#### [Work instructions]
What is the number of lines in the data that hold the string "each"? Reply with that number only.

:: Data excerpts

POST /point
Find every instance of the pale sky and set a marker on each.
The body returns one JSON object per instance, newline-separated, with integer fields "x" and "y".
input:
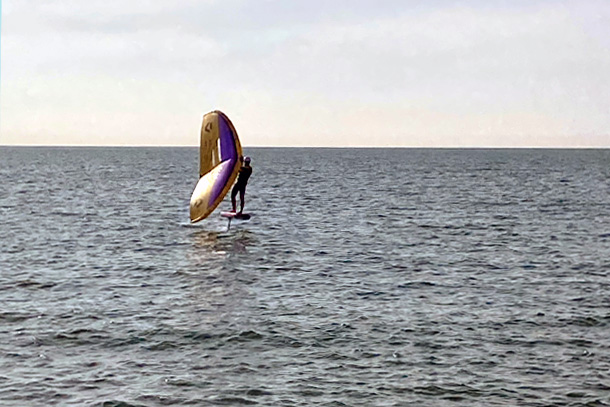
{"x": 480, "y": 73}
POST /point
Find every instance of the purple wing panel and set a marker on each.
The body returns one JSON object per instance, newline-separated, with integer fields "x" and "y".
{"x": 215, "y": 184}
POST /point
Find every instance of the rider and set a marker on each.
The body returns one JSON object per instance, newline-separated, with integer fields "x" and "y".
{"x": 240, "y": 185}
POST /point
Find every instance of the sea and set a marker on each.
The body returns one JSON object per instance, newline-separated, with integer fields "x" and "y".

::::
:: Data excerpts

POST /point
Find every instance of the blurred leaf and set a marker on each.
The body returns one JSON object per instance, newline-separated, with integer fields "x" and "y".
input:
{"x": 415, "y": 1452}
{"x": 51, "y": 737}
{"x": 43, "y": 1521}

::::

#### [Response box]
5